### Prompt:
Reproduce the items below, swapping every "instance" for "object" and changing nothing else. Omit the pictures from your output.

(Dataset excerpt)
────────

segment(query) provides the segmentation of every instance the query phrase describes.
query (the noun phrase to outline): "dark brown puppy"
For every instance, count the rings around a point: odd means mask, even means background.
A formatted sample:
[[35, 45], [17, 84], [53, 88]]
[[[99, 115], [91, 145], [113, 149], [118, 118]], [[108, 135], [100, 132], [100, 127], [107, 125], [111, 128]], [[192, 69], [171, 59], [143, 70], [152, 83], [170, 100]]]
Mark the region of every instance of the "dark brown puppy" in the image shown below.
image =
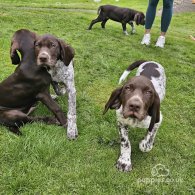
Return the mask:
[[[34, 49], [36, 39], [35, 33], [25, 29], [14, 34], [10, 56], [12, 63], [19, 63], [19, 66], [12, 75], [0, 83], [0, 124], [17, 134], [21, 134], [19, 127], [27, 122], [58, 123], [53, 118], [28, 116], [37, 101], [45, 104], [62, 126], [65, 127], [67, 124], [64, 113], [50, 96], [50, 75], [44, 67], [37, 66]], [[16, 50], [21, 53], [21, 60]], [[61, 50], [57, 57], [60, 58], [62, 55]]]
[[38, 66], [50, 69], [58, 60], [68, 66], [74, 57], [74, 50], [52, 35], [43, 35], [35, 42], [35, 56]]
[[133, 21], [135, 21], [137, 25], [145, 25], [144, 13], [129, 8], [121, 8], [114, 5], [102, 5], [98, 8], [98, 14], [98, 17], [91, 21], [88, 30], [91, 30], [92, 26], [97, 22], [102, 22], [101, 26], [102, 28], [105, 28], [105, 24], [109, 19], [122, 23], [123, 32], [126, 35], [128, 35], [126, 24], [131, 25], [131, 33], [135, 33]]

────────

### Final answer:
segment(query) provides the segmentation of every object the query phrase describes.
query (the noun phrase to outline): "dark brown puppy"
For every object, count the rings around a point: odd means mask, even means background.
A formatted sample:
[[35, 45], [17, 84], [53, 88]]
[[[99, 115], [91, 145], [113, 149], [118, 118]], [[108, 135], [100, 132], [100, 127], [107, 125], [111, 128]], [[192, 69], [171, 59], [143, 70], [152, 83], [170, 100]]]
Mark the region of every object of the "dark brown puppy" in the image shown below.
image =
Return the mask:
[[[34, 49], [36, 39], [35, 33], [25, 29], [14, 34], [10, 56], [12, 63], [19, 63], [19, 66], [12, 75], [0, 83], [0, 124], [17, 134], [21, 134], [19, 127], [27, 122], [58, 123], [53, 118], [28, 116], [37, 101], [45, 104], [62, 126], [65, 127], [67, 124], [64, 113], [50, 96], [50, 75], [44, 67], [37, 66]], [[16, 50], [21, 53], [21, 60]], [[61, 50], [57, 57], [60, 58], [62, 55]]]
[[38, 66], [50, 69], [58, 60], [68, 66], [74, 57], [74, 50], [52, 35], [43, 35], [35, 42], [35, 56]]
[[133, 21], [135, 21], [137, 25], [145, 25], [144, 13], [129, 8], [121, 8], [114, 5], [102, 5], [98, 8], [98, 14], [98, 17], [91, 21], [88, 30], [91, 30], [92, 26], [97, 22], [102, 22], [101, 26], [102, 28], [105, 28], [105, 24], [109, 19], [122, 23], [123, 32], [126, 35], [128, 35], [126, 24], [131, 25], [131, 33], [135, 33]]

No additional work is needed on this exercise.